Locate each line in the records containing the string "blue" and copy those lines out in full.

-- BEGIN RECORDS FOR THIS EXERCISE --

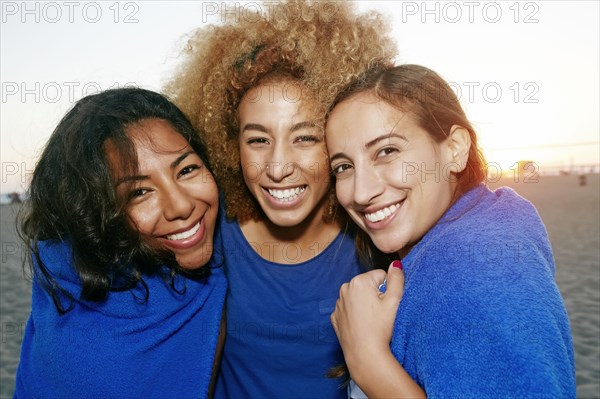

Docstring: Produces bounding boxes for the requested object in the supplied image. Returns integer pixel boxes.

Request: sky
[0,0,600,193]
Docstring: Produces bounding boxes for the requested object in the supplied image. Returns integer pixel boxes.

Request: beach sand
[0,175,600,399]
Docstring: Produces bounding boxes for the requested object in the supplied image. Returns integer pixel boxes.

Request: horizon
[0,1,600,193]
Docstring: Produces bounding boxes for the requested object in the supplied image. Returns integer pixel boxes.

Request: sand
[0,175,600,399]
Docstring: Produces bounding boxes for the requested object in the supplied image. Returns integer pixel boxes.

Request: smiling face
[326,93,459,253]
[105,119,218,269]
[238,81,330,227]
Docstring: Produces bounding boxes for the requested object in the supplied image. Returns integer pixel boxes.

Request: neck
[240,207,341,264]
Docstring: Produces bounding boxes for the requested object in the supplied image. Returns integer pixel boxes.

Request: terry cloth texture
[391,185,575,399]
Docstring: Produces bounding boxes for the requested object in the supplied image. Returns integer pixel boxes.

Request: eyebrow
[365,133,408,149]
[329,133,408,163]
[115,150,195,187]
[242,121,317,133]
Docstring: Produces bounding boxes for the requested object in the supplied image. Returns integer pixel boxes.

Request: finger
[352,269,385,287]
[385,260,404,302]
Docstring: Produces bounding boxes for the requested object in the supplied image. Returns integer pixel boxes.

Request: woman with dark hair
[326,65,575,398]
[15,88,226,398]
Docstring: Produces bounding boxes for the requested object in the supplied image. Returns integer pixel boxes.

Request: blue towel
[391,185,575,399]
[14,242,227,399]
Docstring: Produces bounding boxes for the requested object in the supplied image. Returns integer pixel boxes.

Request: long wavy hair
[328,64,486,266]
[18,88,216,313]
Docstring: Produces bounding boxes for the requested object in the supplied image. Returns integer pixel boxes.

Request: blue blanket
[391,185,575,399]
[14,242,227,399]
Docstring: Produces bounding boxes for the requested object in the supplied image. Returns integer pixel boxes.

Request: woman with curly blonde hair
[167,1,396,398]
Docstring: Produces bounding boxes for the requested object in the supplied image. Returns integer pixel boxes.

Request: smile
[267,185,306,202]
[365,201,402,223]
[165,222,200,241]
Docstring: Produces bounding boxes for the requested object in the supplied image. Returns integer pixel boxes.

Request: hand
[331,261,404,368]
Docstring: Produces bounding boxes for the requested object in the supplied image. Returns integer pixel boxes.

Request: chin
[175,251,212,270]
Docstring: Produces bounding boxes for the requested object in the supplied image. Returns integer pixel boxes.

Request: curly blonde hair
[165,0,396,223]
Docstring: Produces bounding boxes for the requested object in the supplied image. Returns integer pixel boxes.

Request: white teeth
[166,222,200,240]
[365,203,400,222]
[269,186,306,202]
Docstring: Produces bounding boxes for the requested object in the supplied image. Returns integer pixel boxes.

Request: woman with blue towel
[14,88,227,399]
[326,65,575,398]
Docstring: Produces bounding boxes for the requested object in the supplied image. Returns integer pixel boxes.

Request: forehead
[238,79,316,115]
[125,118,189,153]
[103,119,189,174]
[327,92,408,139]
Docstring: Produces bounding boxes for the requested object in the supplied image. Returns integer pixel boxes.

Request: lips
[165,222,200,240]
[266,185,307,202]
[158,217,206,249]
[363,200,404,223]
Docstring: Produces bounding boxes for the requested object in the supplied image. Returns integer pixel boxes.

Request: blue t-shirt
[14,241,227,399]
[215,217,362,398]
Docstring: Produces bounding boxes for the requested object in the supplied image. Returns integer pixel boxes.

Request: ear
[446,125,471,173]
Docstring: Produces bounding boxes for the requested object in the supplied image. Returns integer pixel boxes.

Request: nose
[265,143,296,182]
[162,185,194,220]
[354,165,385,206]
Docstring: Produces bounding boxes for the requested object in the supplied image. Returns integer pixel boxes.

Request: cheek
[127,203,160,235]
[335,180,352,211]
[190,172,219,206]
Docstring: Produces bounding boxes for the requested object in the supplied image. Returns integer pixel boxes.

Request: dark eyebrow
[171,150,195,169]
[115,175,150,187]
[242,121,317,133]
[291,121,317,132]
[365,133,408,149]
[329,133,408,163]
[115,150,196,187]
[242,123,269,133]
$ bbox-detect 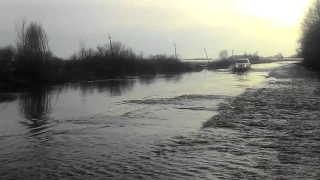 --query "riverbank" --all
[203,64,320,179]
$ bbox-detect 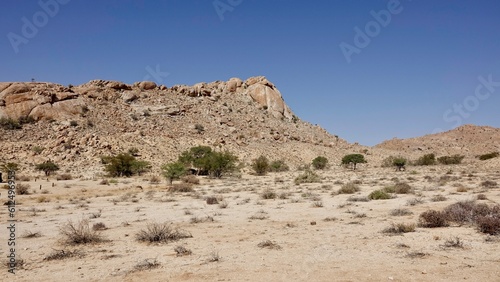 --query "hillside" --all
[0,77,355,174]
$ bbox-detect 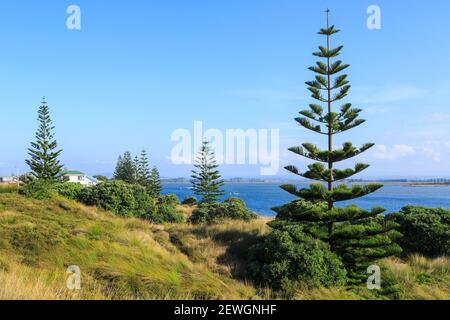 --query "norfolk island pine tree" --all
[272,10,401,283]
[25,97,64,181]
[191,141,224,204]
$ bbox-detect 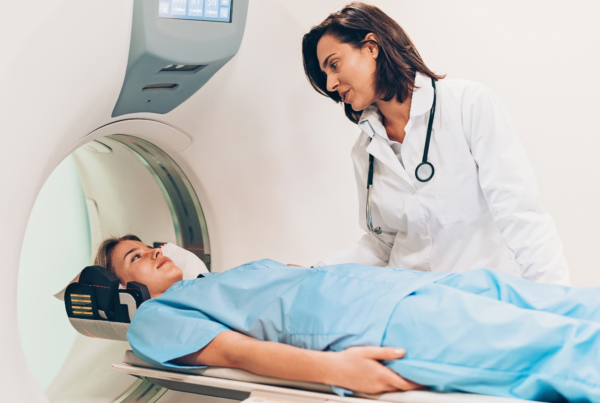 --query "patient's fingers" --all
[348,347,406,361]
[386,367,425,390]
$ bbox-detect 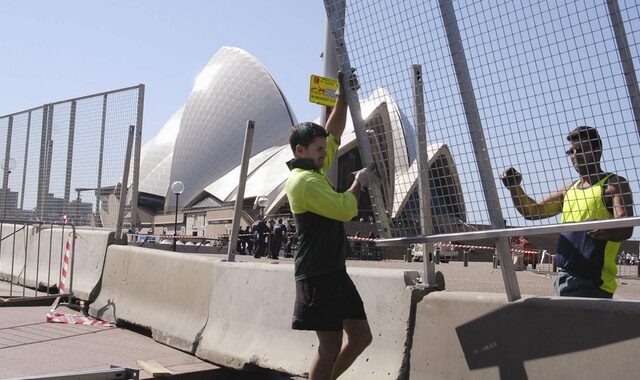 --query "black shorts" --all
[291,271,367,331]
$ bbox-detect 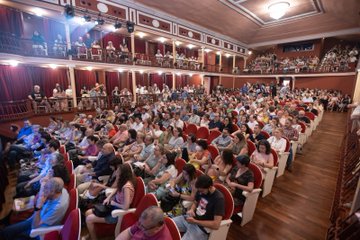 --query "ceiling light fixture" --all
[268,2,290,20]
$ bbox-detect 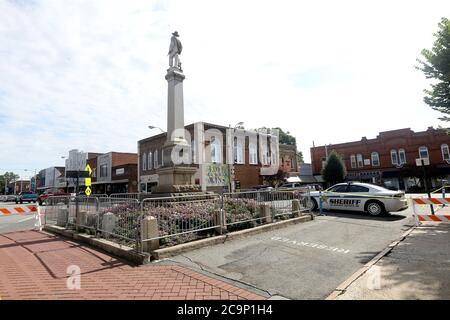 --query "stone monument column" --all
[154,32,200,194]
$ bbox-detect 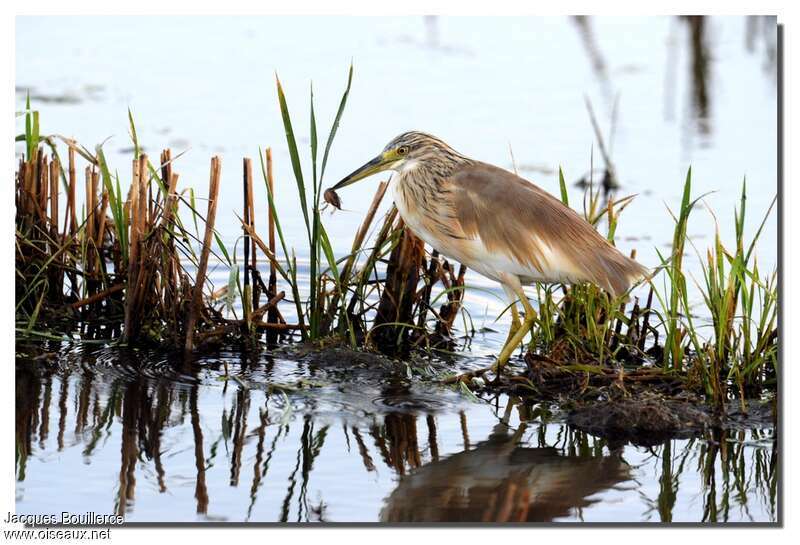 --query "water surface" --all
[15,346,777,523]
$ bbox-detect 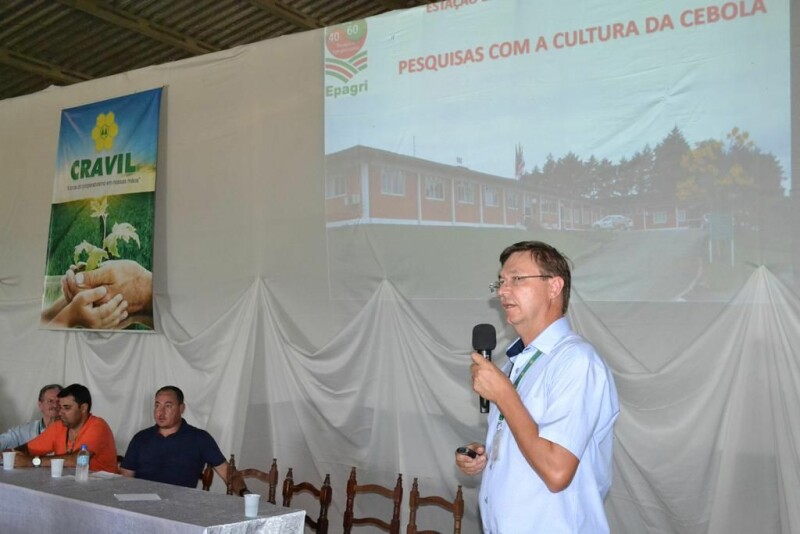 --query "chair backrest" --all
[200,464,214,491]
[283,467,333,534]
[406,478,464,534]
[227,454,278,504]
[344,467,403,534]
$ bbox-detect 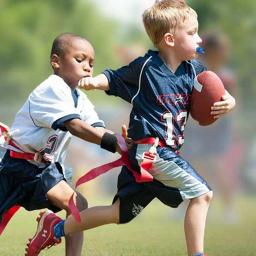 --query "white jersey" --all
[9,75,104,164]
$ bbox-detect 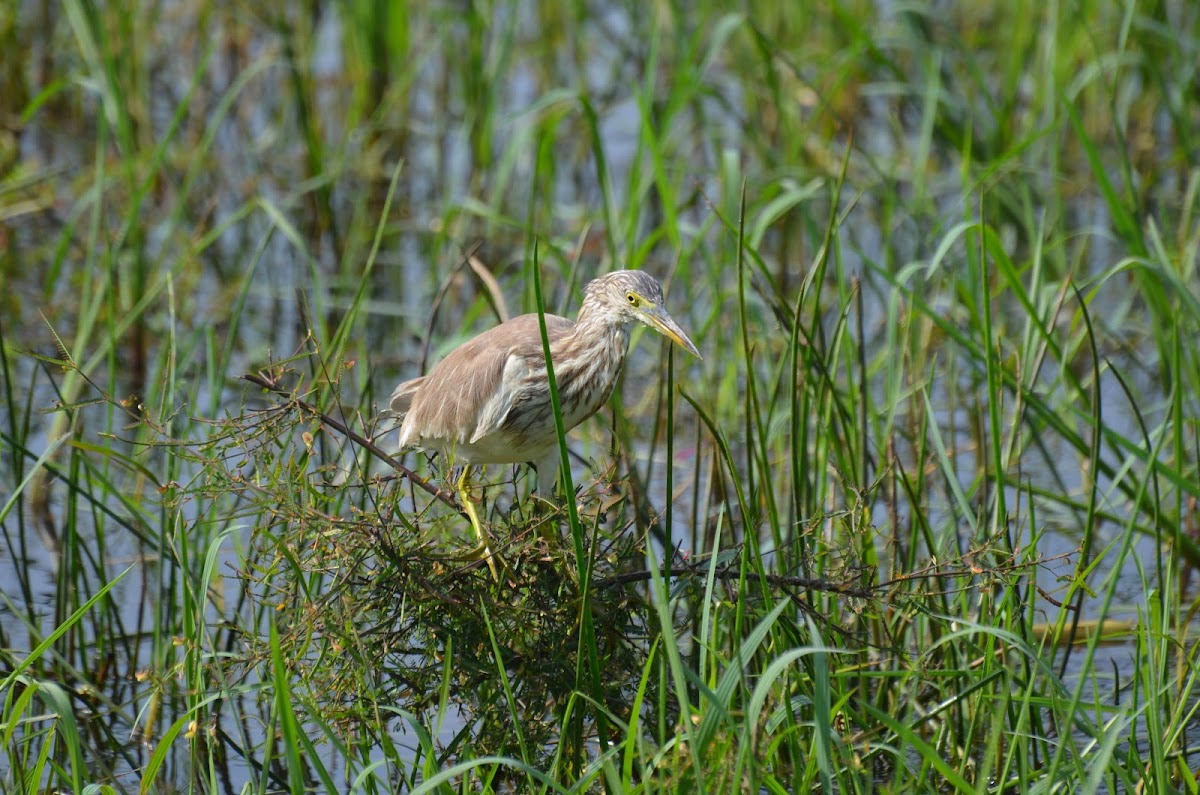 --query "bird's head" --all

-- END RECORDS FOR THIS EXERCISE --

[EXERCISE SOLUTION]
Request: blue towel
Request: blue blanket
Request: woman with blue towel
Request: blue t-shirt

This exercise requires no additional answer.